┌─ SOURCE TEXT
When our lives start to improve, and we no longer face major consequences from the disease, we may become complacent. My sponsor once said, “Procrastination is a subtle form of being self-destructive.”


How many times have we seen fellow recovering addicts do just enough to get by, lacking a sense of urgency to continue their personal growth and healing? Since it doesn’t look like our lunch is getting eaten every day by the disease, this false sense of security influences subtle stagnation, which often occurs because the surface-level symptoms of addiction were addressed, perhaps becoming “socially acceptable,” but the underlying disease itself remains untreated, and we have a fire still smoldering beneath the ground of self.


Just because we aren’t a problem to family, partners, friends, and employers... we have a steady job... money in our pocket... we’re not overdosing... we’re eligible to get off paper... that doesn’t always mean we’re in recovery... those are symptoms of clean-time and ‘behaving,’ ourselves but not recovery itself. At one point, I sought freedom from the consequences of my actions, not actual change. My goal was to get my juvenile justice case manager, addictions counselor, my mom, and my brother off my ass. I had no intention of ‘becoming one with the borg.’ My attention was in love with being a rebel, the counterculture, which, as it turned out, was just another expression of the disease and its nature that leans toward isolation on its terms.
└─
┌─ SOURCE MATERIAL
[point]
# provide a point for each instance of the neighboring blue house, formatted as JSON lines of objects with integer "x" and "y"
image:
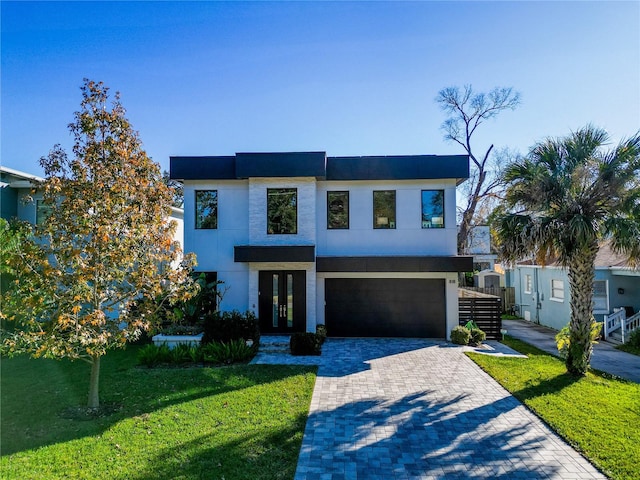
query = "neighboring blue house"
{"x": 16, "y": 197}
{"x": 365, "y": 245}
{"x": 542, "y": 293}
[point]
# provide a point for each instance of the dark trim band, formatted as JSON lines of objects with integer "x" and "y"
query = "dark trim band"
{"x": 395, "y": 264}
{"x": 289, "y": 253}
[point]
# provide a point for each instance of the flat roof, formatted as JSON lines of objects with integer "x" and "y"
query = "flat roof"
{"x": 319, "y": 166}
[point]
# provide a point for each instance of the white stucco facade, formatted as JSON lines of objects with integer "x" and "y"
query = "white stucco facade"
{"x": 242, "y": 223}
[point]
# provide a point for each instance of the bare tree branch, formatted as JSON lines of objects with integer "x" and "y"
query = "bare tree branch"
{"x": 467, "y": 111}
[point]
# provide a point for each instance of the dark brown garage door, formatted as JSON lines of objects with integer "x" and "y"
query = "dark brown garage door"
{"x": 383, "y": 307}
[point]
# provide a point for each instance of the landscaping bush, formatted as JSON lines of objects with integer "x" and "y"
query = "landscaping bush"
{"x": 150, "y": 355}
{"x": 181, "y": 353}
{"x": 477, "y": 336}
{"x": 460, "y": 335}
{"x": 305, "y": 344}
{"x": 229, "y": 352}
{"x": 321, "y": 331}
{"x": 228, "y": 326}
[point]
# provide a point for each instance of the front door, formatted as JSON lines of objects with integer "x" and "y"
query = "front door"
{"x": 282, "y": 301}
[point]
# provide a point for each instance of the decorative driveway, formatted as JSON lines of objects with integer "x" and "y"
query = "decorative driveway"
{"x": 412, "y": 408}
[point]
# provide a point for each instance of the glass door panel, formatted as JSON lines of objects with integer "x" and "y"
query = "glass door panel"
{"x": 275, "y": 283}
{"x": 289, "y": 300}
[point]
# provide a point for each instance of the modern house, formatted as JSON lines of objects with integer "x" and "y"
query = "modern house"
{"x": 365, "y": 245}
{"x": 542, "y": 293}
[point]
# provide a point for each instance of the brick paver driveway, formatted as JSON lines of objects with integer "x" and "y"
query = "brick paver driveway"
{"x": 406, "y": 408}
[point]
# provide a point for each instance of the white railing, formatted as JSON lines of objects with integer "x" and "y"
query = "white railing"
{"x": 614, "y": 321}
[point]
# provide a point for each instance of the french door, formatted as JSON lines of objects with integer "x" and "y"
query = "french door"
{"x": 282, "y": 301}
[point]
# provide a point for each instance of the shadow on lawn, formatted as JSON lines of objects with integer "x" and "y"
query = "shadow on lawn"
{"x": 255, "y": 455}
{"x": 545, "y": 387}
{"x": 37, "y": 393}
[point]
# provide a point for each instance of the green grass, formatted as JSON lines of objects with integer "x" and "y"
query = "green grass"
{"x": 598, "y": 415}
{"x": 235, "y": 422}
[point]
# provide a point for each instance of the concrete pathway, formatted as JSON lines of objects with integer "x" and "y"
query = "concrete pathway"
{"x": 605, "y": 356}
{"x": 420, "y": 409}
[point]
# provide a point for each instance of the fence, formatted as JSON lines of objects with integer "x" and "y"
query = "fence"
{"x": 506, "y": 294}
{"x": 485, "y": 310}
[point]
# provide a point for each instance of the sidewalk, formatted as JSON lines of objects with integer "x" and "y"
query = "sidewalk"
{"x": 605, "y": 357}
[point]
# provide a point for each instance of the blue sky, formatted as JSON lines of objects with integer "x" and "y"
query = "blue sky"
{"x": 348, "y": 78}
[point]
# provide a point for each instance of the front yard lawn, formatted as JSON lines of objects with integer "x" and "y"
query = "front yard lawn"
{"x": 598, "y": 415}
{"x": 237, "y": 422}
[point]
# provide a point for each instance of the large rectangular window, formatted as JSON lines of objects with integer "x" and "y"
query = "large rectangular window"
{"x": 207, "y": 209}
{"x": 433, "y": 209}
{"x": 600, "y": 296}
{"x": 557, "y": 290}
{"x": 282, "y": 210}
{"x": 384, "y": 209}
{"x": 337, "y": 210}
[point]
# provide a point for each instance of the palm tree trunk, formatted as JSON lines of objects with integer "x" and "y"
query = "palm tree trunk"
{"x": 94, "y": 398}
{"x": 581, "y": 275}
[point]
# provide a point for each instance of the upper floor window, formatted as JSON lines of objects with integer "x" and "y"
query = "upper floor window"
{"x": 282, "y": 210}
{"x": 600, "y": 296}
{"x": 528, "y": 284}
{"x": 557, "y": 290}
{"x": 433, "y": 209}
{"x": 337, "y": 210}
{"x": 207, "y": 209}
{"x": 42, "y": 212}
{"x": 384, "y": 209}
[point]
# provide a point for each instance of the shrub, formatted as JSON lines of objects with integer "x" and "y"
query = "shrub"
{"x": 305, "y": 344}
{"x": 151, "y": 355}
{"x": 563, "y": 337}
{"x": 181, "y": 353}
{"x": 460, "y": 335}
{"x": 228, "y": 326}
{"x": 477, "y": 336}
{"x": 321, "y": 331}
{"x": 229, "y": 352}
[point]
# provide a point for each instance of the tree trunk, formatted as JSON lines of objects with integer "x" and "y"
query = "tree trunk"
{"x": 581, "y": 275}
{"x": 94, "y": 398}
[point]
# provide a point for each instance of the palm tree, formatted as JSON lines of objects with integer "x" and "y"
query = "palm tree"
{"x": 562, "y": 201}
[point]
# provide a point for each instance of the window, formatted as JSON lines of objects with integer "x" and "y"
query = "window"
{"x": 600, "y": 297}
{"x": 433, "y": 209}
{"x": 207, "y": 209}
{"x": 337, "y": 210}
{"x": 384, "y": 209}
{"x": 42, "y": 211}
{"x": 557, "y": 290}
{"x": 282, "y": 210}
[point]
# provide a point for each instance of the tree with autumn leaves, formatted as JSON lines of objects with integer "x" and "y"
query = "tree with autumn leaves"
{"x": 95, "y": 273}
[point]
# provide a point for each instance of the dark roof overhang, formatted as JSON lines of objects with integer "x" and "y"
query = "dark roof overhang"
{"x": 317, "y": 165}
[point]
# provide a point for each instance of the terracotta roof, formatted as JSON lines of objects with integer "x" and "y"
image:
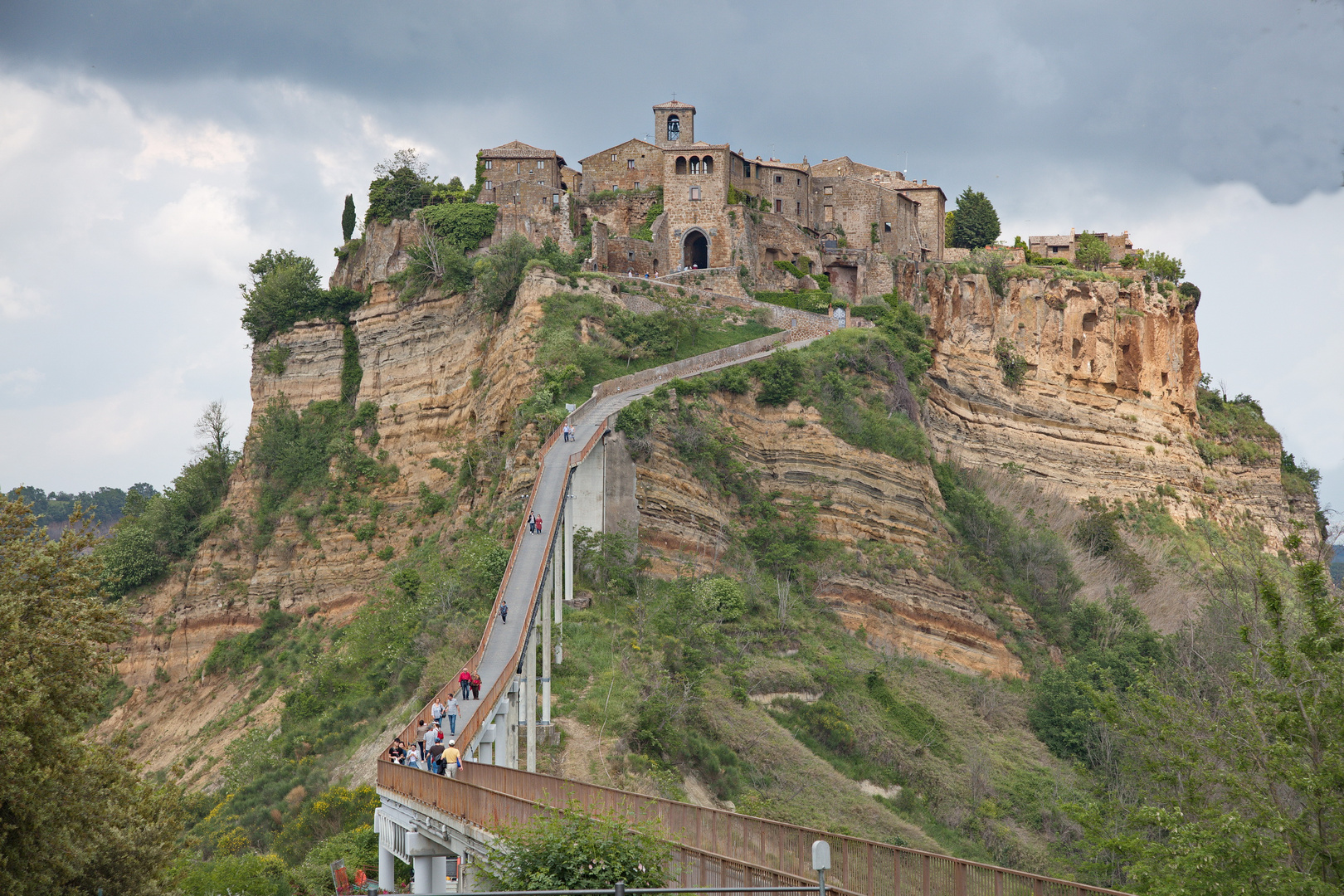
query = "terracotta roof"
{"x": 518, "y": 149}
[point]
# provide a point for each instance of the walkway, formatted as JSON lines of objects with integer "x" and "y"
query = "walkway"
{"x": 710, "y": 848}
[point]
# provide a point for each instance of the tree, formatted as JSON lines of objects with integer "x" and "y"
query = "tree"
{"x": 74, "y": 817}
{"x": 347, "y": 218}
{"x": 976, "y": 222}
{"x": 1093, "y": 253}
{"x": 1163, "y": 266}
{"x": 569, "y": 850}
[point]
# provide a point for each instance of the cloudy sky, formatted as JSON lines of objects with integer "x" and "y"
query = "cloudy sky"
{"x": 151, "y": 149}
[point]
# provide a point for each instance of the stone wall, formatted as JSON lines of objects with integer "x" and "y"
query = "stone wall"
{"x": 631, "y": 165}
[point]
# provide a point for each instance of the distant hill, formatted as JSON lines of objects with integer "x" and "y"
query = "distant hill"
{"x": 54, "y": 508}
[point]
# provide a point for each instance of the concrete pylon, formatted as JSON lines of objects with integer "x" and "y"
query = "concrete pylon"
{"x": 530, "y": 698}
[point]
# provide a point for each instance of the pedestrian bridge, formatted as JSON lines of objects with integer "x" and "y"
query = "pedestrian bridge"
{"x": 426, "y": 818}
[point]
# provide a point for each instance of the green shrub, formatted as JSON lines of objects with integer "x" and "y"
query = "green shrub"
{"x": 1011, "y": 363}
{"x": 284, "y": 290}
{"x": 569, "y": 850}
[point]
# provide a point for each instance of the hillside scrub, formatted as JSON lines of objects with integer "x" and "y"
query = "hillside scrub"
{"x": 163, "y": 529}
{"x": 285, "y": 289}
{"x": 74, "y": 816}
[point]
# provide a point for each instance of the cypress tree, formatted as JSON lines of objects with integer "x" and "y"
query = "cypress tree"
{"x": 347, "y": 219}
{"x": 976, "y": 222}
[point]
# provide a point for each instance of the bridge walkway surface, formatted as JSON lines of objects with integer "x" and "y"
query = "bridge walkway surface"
{"x": 426, "y": 817}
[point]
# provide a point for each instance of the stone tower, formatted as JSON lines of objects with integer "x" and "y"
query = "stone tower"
{"x": 674, "y": 124}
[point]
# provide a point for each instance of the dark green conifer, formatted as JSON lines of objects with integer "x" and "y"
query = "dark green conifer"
{"x": 976, "y": 222}
{"x": 347, "y": 218}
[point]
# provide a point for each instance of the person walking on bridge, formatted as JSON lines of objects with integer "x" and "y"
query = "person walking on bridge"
{"x": 450, "y": 712}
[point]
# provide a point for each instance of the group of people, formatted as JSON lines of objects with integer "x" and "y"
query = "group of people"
{"x": 431, "y": 748}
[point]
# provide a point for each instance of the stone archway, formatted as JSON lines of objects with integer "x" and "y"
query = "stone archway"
{"x": 695, "y": 250}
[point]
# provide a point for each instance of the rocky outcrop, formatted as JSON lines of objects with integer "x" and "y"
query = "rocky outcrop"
{"x": 1107, "y": 406}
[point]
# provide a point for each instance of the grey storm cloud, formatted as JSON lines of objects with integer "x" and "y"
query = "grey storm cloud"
{"x": 1241, "y": 90}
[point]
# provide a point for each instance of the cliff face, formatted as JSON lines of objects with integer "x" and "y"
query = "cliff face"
{"x": 418, "y": 362}
{"x": 864, "y": 500}
{"x": 1107, "y": 406}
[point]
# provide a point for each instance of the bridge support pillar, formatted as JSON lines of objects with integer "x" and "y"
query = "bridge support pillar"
{"x": 559, "y": 598}
{"x": 386, "y": 869}
{"x": 424, "y": 868}
{"x": 511, "y": 728}
{"x": 530, "y": 698}
{"x": 546, "y": 661}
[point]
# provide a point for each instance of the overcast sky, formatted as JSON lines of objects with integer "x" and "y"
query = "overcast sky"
{"x": 149, "y": 151}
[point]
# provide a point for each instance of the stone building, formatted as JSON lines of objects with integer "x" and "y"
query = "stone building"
{"x": 1068, "y": 246}
{"x": 632, "y": 165}
{"x": 722, "y": 208}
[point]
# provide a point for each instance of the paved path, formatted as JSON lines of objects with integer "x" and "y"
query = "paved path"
{"x": 504, "y": 638}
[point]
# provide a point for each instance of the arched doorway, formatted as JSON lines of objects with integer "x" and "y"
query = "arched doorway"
{"x": 695, "y": 250}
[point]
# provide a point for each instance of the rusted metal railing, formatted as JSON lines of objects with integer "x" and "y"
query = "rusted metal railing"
{"x": 485, "y": 794}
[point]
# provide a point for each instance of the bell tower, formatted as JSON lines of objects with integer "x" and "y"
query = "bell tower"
{"x": 674, "y": 124}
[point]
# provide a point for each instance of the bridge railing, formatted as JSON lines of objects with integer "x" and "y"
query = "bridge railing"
{"x": 858, "y": 865}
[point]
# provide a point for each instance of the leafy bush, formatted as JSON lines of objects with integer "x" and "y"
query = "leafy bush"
{"x": 285, "y": 290}
{"x": 463, "y": 225}
{"x": 1093, "y": 253}
{"x": 569, "y": 850}
{"x": 1011, "y": 363}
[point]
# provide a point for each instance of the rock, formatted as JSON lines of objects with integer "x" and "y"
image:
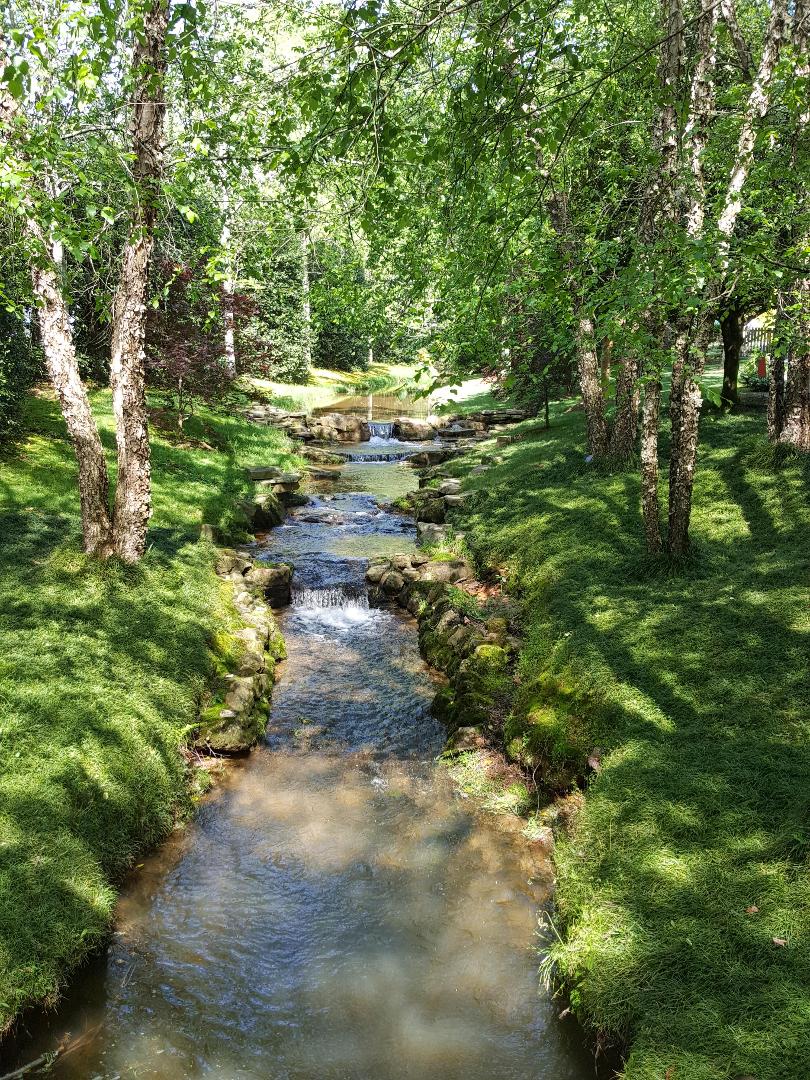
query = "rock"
{"x": 315, "y": 473}
{"x": 392, "y": 582}
{"x": 414, "y": 430}
{"x": 467, "y": 739}
{"x": 430, "y": 509}
{"x": 449, "y": 620}
{"x": 458, "y": 431}
{"x": 447, "y": 572}
{"x": 543, "y": 838}
{"x": 429, "y": 532}
{"x": 432, "y": 457}
{"x": 322, "y": 457}
{"x": 338, "y": 428}
{"x": 228, "y": 562}
{"x": 376, "y": 574}
{"x": 275, "y": 582}
{"x": 266, "y": 512}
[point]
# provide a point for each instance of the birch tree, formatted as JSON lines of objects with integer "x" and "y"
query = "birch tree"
{"x": 119, "y": 529}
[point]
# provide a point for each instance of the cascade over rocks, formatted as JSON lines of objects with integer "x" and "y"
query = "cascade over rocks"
{"x": 464, "y": 429}
{"x": 476, "y": 653}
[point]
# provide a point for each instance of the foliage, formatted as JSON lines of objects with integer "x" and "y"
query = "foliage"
{"x": 184, "y": 353}
{"x": 17, "y": 370}
{"x": 751, "y": 377}
{"x": 102, "y": 676}
{"x": 689, "y": 858}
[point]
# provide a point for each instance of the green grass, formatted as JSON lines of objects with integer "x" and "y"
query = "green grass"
{"x": 692, "y": 684}
{"x": 327, "y": 388}
{"x": 102, "y": 669}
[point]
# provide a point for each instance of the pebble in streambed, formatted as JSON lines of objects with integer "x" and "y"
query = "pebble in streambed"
{"x": 336, "y": 912}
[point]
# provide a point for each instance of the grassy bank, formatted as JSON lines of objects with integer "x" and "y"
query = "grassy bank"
{"x": 684, "y": 899}
{"x": 325, "y": 388}
{"x": 100, "y": 673}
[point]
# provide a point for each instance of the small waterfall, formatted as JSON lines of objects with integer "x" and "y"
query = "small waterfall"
{"x": 389, "y": 456}
{"x": 332, "y": 596}
{"x": 380, "y": 429}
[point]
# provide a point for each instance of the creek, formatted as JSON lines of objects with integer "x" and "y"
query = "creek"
{"x": 336, "y": 910}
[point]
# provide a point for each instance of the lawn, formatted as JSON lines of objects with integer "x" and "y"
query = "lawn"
{"x": 684, "y": 899}
{"x": 102, "y": 669}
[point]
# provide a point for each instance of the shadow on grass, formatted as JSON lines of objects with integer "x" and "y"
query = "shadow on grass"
{"x": 102, "y": 667}
{"x": 690, "y": 856}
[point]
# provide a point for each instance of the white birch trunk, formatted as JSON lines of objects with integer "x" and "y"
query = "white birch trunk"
{"x": 127, "y": 375}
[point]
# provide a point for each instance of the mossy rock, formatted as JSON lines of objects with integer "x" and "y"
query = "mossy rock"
{"x": 277, "y": 646}
{"x": 443, "y": 706}
{"x": 229, "y": 733}
{"x": 547, "y": 731}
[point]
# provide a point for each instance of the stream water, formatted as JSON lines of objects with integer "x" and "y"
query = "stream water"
{"x": 336, "y": 912}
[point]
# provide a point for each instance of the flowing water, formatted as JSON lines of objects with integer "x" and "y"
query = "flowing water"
{"x": 336, "y": 912}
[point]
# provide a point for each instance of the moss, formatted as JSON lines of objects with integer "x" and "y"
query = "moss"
{"x": 103, "y": 669}
{"x": 691, "y": 680}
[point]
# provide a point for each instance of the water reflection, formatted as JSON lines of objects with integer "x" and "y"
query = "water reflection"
{"x": 336, "y": 912}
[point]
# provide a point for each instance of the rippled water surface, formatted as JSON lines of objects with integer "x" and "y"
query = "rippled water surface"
{"x": 336, "y": 912}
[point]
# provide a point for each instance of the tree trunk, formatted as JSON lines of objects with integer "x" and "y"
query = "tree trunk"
{"x": 731, "y": 327}
{"x": 593, "y": 395}
{"x": 229, "y": 342}
{"x": 796, "y": 417}
{"x": 127, "y": 377}
{"x": 775, "y": 397}
{"x": 625, "y": 424}
{"x": 685, "y": 424}
{"x": 650, "y": 417}
{"x": 63, "y": 369}
{"x": 306, "y": 301}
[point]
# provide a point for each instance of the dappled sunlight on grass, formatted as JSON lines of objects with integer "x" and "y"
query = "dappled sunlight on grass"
{"x": 694, "y": 678}
{"x": 102, "y": 667}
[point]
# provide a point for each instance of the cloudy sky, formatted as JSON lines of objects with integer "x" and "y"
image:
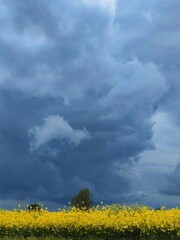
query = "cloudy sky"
{"x": 90, "y": 97}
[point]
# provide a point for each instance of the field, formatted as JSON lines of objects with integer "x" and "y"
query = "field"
{"x": 110, "y": 222}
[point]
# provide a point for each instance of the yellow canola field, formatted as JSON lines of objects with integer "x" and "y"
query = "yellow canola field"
{"x": 112, "y": 222}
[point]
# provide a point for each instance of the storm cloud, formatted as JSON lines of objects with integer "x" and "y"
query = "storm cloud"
{"x": 80, "y": 82}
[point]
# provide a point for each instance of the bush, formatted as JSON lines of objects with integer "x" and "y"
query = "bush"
{"x": 83, "y": 200}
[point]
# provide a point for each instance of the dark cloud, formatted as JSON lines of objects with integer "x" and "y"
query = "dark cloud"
{"x": 172, "y": 186}
{"x": 79, "y": 83}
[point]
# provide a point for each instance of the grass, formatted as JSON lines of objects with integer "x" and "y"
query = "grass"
{"x": 55, "y": 238}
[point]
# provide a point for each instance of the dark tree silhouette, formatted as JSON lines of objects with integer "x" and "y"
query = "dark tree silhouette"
{"x": 83, "y": 200}
{"x": 34, "y": 207}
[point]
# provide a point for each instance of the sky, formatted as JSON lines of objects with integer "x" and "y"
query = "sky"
{"x": 89, "y": 98}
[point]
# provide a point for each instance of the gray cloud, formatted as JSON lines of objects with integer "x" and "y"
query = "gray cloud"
{"x": 101, "y": 66}
{"x": 55, "y": 127}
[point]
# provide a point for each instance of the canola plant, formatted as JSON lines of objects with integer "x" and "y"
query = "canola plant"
{"x": 108, "y": 222}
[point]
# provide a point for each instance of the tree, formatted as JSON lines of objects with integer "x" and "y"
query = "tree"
{"x": 34, "y": 207}
{"x": 83, "y": 200}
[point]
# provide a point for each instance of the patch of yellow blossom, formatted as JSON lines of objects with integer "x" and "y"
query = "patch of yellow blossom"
{"x": 109, "y": 221}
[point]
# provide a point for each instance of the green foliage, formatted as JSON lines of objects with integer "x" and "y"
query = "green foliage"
{"x": 83, "y": 200}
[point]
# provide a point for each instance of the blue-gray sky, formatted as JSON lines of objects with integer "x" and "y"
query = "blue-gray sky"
{"x": 89, "y": 97}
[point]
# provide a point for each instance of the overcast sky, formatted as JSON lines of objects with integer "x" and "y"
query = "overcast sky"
{"x": 90, "y": 97}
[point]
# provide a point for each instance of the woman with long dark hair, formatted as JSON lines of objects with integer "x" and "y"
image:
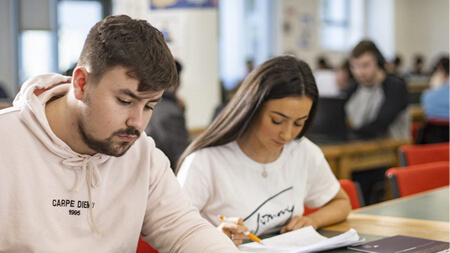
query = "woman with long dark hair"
{"x": 253, "y": 162}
└─
◆ **TASKS TO CARRY OUT**:
1. In the recovery passage, how did the sponsor describe procrastination?
2. Retype the recovery passage starting with "Just because we" and going on through "on its terms.".
3. Extend the recovery passage from where it stops.
This material stands apart from the recovery passage.

◆ **ANSWERS BELOW**:
1. As a subtle form of being self-destructive.

2.
Just because we aren’t a problem to family, partners, friends, and employers... we have a steady job... money in our pocket... we’re not overdosing... we’re eligible to get off paper... that doesn’t always mean we’re in recovery... those are symptoms of clean-time and ‘behaving,’ ourselves but not recovery itself. At one point, I sought freedom from the consequences of my actions, not actual change. My goal was to get my juvenile justice case manager, addictions counselor, my mom, and my brother off my ass. I had no intention of ‘becoming one with the borg.’ My attention was in love with being a rebel, the counterculture, which, as it turned out, was just another expression of the disease and its nature that leans toward isolation on its terms.

3.
The chronic nature of addiction invites an ongoing commitment to maintaining a path of healing and personal growth and development. The side effect of that is that we don’t relapse. This ongoing practice and process is necessary to meet the thinking mind’s constant adaptation to our current circumstances as it tries to co-opt our experiences and life as its own. The disease of addiction isn’t static or a pet rock. It’s very much alive, intelligent, strategic, and adaptive because it’s the mind’s survival instincts run amok.